Action item: From the Emerging Markets Club recap below, extract the stretch from "I look forward" through "about emerging markets.".

##### Source text

Originally published November 2015
As of this past Monday, the first semester of Northeastern University’s Emerging Markets Club has come to a close. I am so proud of everyone involved, and am very happy we were able to have so many amazing speakers come in to talk to the club.
I look forward to everything to come next semester, such as our amazing speakers, our new initiatives, and our summit (which is March 19th this year!), which will focus on the App Bubble. This past semester we have had some educational and interesting speakers, speakers who helped raise awareness about the club and entertained, all while teaching us more about emerging markets.
Greece Debt Crisis
One of the first events we had was a panel to talk about the Greece Debt Crisis. We were able to bring in three Northeastern professors who each brought different experiences and viewpoints to the panel. Our professors included Peter Simon, a Northeastern economics professor, Ioannis Livanis, who is not only an International Affairs and Political Science professor at Northeastern, but also from Greece, and Richard Katula, who runs a Northeastern dialogue to Greece and is a professor in Communication Studies on campus.

##########
##### Raw data

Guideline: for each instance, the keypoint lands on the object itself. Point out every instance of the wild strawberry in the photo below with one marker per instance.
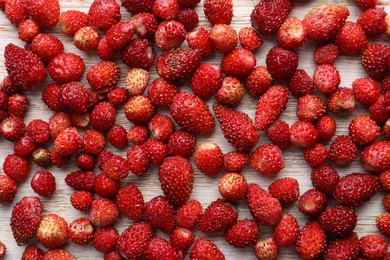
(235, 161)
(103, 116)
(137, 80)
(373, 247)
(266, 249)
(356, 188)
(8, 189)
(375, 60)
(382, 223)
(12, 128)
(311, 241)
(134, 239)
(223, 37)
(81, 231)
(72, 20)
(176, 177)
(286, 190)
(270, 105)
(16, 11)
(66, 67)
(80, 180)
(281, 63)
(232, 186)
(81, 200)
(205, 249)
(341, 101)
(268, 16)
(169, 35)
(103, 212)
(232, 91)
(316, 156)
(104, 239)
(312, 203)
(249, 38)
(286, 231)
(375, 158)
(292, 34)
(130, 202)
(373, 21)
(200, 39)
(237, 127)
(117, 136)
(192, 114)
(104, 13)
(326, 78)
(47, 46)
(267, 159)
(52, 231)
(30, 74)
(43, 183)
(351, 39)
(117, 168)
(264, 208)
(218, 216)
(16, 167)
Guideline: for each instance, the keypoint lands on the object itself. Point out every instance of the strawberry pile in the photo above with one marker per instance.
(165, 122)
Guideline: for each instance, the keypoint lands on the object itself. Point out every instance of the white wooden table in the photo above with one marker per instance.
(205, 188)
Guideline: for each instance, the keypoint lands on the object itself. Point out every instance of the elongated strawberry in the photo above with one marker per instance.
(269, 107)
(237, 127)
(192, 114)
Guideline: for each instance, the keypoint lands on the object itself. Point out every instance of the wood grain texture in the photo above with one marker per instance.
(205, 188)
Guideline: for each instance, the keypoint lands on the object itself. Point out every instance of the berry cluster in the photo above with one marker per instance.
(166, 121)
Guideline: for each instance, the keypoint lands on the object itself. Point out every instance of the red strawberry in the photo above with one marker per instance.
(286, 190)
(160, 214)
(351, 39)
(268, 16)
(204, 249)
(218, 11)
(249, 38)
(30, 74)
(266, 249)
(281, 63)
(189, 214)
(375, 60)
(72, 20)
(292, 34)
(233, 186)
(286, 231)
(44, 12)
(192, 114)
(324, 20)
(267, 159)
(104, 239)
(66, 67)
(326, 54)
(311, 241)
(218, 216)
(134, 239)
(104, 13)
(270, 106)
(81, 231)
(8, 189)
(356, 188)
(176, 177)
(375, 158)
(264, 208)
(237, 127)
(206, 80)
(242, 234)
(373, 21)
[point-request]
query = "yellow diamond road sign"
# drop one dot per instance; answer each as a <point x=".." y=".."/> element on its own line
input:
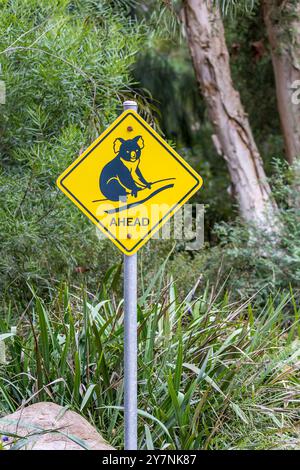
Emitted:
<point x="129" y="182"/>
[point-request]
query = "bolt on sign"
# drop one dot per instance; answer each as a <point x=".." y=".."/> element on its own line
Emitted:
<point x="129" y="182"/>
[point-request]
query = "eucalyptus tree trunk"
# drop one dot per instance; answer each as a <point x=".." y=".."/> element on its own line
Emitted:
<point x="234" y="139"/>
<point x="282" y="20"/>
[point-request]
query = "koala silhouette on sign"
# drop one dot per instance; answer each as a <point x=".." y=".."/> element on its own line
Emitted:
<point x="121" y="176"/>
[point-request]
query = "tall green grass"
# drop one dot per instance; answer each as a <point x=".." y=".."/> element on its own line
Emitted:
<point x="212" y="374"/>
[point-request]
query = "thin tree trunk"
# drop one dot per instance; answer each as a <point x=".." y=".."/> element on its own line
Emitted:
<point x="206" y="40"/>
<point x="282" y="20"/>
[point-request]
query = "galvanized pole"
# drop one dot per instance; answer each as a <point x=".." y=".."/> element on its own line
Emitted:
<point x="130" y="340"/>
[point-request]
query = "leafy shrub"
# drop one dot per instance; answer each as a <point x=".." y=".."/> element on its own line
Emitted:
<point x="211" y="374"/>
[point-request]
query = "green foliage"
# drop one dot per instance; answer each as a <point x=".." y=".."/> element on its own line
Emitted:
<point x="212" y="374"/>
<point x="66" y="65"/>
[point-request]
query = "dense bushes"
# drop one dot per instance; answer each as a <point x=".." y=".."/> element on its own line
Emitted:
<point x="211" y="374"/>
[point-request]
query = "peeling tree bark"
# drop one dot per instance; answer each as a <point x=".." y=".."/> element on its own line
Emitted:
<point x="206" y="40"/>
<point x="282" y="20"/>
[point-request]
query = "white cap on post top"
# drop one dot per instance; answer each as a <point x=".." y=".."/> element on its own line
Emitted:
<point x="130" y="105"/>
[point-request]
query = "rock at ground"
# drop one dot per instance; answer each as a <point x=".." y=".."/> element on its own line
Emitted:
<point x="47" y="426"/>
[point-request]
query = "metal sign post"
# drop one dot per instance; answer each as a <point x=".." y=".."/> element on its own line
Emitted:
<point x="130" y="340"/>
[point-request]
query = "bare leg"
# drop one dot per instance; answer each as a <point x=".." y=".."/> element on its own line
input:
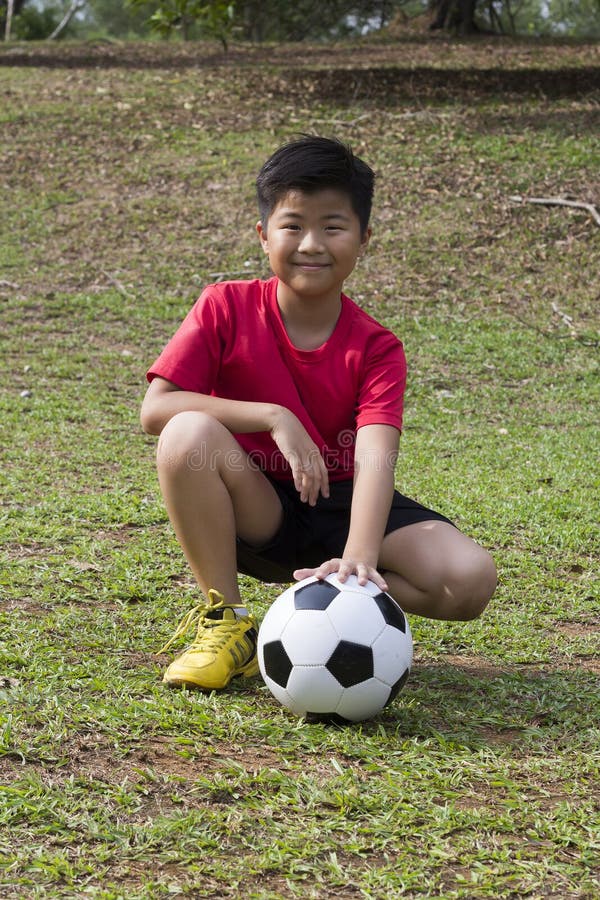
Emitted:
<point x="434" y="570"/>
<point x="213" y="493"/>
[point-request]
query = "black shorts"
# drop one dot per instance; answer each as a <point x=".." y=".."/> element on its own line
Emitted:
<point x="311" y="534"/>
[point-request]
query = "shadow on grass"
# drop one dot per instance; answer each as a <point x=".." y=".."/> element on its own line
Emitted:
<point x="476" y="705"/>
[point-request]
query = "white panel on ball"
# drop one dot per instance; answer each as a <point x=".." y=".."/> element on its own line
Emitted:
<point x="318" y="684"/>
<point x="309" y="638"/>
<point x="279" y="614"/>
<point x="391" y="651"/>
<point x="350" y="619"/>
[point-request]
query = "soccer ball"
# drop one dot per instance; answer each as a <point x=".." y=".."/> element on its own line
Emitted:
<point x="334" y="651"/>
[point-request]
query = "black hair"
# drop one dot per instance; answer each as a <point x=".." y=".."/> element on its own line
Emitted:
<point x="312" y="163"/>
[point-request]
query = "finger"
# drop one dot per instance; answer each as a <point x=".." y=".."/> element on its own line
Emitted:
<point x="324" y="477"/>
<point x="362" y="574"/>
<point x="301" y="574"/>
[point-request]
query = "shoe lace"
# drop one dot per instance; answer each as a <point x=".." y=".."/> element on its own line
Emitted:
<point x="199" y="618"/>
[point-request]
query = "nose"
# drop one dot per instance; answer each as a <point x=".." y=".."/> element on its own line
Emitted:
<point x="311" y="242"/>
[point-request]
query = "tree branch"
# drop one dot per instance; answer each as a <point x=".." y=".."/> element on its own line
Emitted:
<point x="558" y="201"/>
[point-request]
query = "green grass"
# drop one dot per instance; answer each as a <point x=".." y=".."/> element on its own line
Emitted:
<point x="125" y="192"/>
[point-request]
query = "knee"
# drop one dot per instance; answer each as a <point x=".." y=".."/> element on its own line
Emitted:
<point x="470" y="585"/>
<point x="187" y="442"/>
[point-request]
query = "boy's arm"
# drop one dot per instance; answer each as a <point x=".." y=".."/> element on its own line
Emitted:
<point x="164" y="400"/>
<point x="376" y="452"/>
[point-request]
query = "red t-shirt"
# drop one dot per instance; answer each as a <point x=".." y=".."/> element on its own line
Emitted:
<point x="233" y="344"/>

##########

Problem solution:
I look forward to everything to come next semester, such as our amazing speakers, our new initiatives, and our summit (which is March 19th this year!), which will focus on the App Bubble. This past semester we have had some educational and interesting speakers, speakers who helped raise awareness about the club and entertained, all while teaching us more about emerging markets.